▶ Task details: From the entries below, tally the lines with "after" in them and reply with that figure only.

▶ Available data:

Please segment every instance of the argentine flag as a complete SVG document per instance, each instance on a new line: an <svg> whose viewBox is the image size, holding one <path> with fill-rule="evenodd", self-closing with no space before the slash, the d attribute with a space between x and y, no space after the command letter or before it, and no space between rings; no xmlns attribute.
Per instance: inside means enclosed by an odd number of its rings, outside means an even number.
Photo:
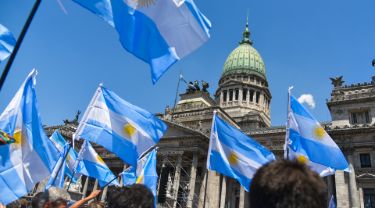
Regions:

--

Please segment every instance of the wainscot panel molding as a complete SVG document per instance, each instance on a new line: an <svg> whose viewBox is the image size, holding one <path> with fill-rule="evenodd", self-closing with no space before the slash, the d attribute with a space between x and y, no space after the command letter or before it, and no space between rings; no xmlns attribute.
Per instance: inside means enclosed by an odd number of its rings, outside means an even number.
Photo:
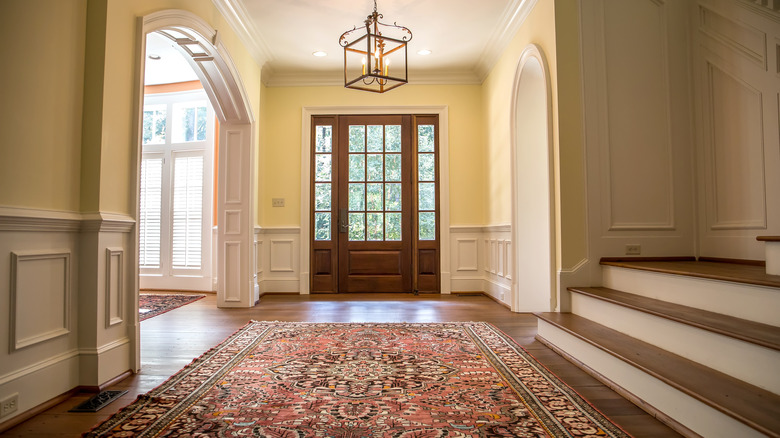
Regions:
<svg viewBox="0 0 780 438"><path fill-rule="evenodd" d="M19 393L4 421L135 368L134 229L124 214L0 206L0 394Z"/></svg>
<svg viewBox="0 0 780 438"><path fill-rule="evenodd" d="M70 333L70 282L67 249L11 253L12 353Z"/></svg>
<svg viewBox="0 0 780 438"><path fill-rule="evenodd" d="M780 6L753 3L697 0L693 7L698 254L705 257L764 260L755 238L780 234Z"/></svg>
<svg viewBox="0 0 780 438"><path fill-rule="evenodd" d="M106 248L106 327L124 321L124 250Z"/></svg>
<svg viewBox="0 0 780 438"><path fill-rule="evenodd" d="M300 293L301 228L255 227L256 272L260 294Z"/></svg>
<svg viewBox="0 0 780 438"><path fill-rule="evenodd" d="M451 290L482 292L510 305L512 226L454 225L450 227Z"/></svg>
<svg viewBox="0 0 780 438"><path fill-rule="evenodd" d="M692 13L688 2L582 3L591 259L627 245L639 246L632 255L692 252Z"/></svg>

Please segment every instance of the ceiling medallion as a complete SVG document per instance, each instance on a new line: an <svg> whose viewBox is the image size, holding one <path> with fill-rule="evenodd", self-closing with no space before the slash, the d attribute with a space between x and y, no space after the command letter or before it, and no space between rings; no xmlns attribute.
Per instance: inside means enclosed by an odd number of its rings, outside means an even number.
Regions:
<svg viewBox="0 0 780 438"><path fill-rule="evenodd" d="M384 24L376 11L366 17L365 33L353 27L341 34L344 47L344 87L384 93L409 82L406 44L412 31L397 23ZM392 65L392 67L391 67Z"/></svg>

▶ Your solution: 3